__Assignment__
Transcribe exactly everything in the data below from the line containing "for every instance of the black tv" down to the line containing "for every instance of the shirt", both lines included and nothing further.
-------------------------
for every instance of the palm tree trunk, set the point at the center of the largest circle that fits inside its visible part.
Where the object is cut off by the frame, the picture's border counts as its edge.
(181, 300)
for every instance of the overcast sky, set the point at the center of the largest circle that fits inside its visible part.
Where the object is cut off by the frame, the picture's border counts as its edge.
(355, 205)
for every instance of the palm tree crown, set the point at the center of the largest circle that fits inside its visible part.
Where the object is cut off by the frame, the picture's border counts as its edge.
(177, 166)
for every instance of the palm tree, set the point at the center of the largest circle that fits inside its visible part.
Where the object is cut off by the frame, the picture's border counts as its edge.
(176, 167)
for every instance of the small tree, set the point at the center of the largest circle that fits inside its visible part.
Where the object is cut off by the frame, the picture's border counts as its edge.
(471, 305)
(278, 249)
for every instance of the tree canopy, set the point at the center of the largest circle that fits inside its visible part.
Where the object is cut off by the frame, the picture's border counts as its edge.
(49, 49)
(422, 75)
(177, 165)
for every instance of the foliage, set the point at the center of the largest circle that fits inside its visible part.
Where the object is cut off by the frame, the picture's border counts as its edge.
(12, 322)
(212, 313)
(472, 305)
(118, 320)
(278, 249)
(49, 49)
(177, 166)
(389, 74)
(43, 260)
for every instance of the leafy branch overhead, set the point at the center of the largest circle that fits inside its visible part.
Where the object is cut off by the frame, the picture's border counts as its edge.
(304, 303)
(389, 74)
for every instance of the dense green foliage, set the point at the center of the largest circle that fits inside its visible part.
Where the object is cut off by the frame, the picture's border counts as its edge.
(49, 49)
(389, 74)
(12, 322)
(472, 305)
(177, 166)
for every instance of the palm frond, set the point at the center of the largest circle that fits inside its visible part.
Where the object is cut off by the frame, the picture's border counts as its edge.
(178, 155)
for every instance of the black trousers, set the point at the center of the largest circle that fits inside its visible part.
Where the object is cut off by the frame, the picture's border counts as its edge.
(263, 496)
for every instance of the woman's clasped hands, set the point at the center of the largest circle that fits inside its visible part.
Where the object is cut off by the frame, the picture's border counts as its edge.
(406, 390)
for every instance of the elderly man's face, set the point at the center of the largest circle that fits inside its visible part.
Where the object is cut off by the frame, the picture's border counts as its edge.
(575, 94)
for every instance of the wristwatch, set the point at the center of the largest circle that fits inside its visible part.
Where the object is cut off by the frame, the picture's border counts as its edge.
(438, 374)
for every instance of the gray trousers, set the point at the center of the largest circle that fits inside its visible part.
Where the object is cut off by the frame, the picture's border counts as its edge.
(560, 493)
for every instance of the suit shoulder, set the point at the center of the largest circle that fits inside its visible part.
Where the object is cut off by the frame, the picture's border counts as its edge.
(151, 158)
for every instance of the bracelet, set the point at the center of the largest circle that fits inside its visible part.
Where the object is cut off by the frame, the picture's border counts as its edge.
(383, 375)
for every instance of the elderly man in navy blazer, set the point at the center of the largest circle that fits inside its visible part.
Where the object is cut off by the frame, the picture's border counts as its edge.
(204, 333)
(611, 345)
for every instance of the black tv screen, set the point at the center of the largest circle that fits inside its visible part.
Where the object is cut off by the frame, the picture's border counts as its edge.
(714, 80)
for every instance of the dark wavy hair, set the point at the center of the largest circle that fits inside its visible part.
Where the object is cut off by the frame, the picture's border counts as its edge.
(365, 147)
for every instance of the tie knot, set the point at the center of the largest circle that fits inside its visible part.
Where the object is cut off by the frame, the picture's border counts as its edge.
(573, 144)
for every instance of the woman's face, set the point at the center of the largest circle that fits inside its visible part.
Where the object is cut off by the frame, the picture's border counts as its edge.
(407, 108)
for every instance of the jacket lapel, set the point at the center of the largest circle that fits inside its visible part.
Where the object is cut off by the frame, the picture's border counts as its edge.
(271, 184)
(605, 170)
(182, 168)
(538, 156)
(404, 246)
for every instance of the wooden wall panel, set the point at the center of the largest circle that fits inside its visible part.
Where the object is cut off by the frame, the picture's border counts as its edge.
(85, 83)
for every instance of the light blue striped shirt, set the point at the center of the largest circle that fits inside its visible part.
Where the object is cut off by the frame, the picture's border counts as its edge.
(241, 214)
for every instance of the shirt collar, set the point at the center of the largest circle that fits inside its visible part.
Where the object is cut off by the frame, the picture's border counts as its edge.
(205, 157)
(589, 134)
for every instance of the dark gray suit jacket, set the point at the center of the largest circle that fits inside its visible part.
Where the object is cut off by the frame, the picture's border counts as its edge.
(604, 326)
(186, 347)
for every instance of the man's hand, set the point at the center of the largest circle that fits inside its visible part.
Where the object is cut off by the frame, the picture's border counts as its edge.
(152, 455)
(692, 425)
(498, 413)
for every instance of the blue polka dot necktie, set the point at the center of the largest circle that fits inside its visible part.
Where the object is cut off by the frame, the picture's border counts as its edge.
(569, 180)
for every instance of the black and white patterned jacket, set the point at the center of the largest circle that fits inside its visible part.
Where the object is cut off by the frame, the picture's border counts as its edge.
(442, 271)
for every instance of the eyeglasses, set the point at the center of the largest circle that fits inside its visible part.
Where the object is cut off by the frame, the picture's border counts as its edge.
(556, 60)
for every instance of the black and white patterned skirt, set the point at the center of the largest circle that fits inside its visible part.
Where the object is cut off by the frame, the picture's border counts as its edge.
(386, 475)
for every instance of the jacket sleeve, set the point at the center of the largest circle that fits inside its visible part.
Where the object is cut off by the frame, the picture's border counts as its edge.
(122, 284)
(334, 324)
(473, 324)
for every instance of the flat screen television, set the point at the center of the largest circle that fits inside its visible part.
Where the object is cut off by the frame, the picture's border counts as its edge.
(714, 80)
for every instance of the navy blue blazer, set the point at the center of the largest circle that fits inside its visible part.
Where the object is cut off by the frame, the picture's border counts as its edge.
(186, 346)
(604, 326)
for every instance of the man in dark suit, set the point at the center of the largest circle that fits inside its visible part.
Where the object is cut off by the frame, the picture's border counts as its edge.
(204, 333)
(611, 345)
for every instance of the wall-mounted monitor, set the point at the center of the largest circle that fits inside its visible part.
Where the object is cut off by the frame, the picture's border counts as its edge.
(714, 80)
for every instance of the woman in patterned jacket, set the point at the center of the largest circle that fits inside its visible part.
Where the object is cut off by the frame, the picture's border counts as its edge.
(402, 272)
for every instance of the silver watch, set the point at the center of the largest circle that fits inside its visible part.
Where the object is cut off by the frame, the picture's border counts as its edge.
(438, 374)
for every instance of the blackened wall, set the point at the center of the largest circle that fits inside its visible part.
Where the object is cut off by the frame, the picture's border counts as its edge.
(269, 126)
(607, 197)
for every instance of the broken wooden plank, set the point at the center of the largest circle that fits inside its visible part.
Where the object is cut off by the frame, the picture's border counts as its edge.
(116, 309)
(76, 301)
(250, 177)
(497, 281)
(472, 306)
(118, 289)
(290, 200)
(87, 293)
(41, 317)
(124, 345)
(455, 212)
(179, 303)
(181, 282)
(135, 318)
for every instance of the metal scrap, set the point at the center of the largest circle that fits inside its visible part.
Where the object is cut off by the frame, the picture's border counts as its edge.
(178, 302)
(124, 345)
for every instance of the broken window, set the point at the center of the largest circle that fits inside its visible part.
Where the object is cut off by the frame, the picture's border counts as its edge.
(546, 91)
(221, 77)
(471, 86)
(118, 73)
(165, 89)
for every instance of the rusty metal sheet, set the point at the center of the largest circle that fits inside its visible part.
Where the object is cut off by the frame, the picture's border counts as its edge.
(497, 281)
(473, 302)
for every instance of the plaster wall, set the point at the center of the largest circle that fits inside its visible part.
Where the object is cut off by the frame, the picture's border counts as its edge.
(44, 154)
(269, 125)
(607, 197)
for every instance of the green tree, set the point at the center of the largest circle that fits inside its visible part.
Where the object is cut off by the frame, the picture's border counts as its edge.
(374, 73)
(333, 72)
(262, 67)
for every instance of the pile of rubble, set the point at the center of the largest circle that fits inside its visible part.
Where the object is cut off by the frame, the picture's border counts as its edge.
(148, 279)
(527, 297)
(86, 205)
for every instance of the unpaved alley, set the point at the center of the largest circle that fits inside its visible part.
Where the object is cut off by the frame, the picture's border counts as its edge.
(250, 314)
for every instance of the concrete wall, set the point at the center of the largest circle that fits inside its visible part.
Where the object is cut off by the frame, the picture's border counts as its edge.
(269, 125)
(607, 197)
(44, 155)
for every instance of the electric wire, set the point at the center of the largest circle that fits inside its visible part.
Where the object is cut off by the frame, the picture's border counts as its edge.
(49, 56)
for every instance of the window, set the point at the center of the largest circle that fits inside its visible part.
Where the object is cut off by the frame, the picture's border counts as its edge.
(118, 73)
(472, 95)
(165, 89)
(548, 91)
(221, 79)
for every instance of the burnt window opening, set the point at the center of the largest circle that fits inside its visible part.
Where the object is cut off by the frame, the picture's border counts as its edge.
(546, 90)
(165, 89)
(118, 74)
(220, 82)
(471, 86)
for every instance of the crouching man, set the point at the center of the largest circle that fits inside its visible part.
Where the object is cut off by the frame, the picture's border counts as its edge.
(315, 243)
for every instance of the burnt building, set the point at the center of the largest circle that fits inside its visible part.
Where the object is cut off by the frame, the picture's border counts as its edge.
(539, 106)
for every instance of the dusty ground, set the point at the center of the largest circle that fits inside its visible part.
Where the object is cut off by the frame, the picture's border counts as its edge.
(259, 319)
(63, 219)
-------------------------
__Result of the task__
for every instance of the black tv screen, set the point at the center of the largest circle that fits inside its visible part.
Where the object is cut off by the frame, the picture's border counts as its edge.
(714, 80)
for every instance of the dark wavy hair, set the point at the center of the largest circle that fits inside its visible part.
Where the object is cut off by the frame, the picture's border counts as its edge.
(365, 147)
for every instance of the tie knot, set the point at the center of the largest circle that fits inside its visible part.
Where the object is cut off by the frame, the picture's border counts as its edge.
(573, 144)
for every instance of the woman's face, set the point at the center of the largest circle that fits inside its visible part.
Where the object is cut off by the frame, the picture's border counts as its edge.
(407, 108)
for every instance of the jacket lapel, set the point at the center of the largest circle that fits inside its visible part.
Where the object is cut off by the frame, the picture's border counts as its edge.
(271, 184)
(605, 170)
(182, 168)
(538, 156)
(404, 246)
for every instance of the wooden wall panel, set the point at the center of the largest circle that fits inside its visible part.
Where the object is cut off by the frame, the picture's border counts as its edge.
(85, 83)
for every instance of the light blue striped shirt, set the point at the center of the largest circle that fits inside its visible part.
Where the object is cut off by the frame, the picture's border counts as its edge.
(241, 214)
for every instance of the shirt collar, set the point at the center of the largest circle that fits inside its visible part.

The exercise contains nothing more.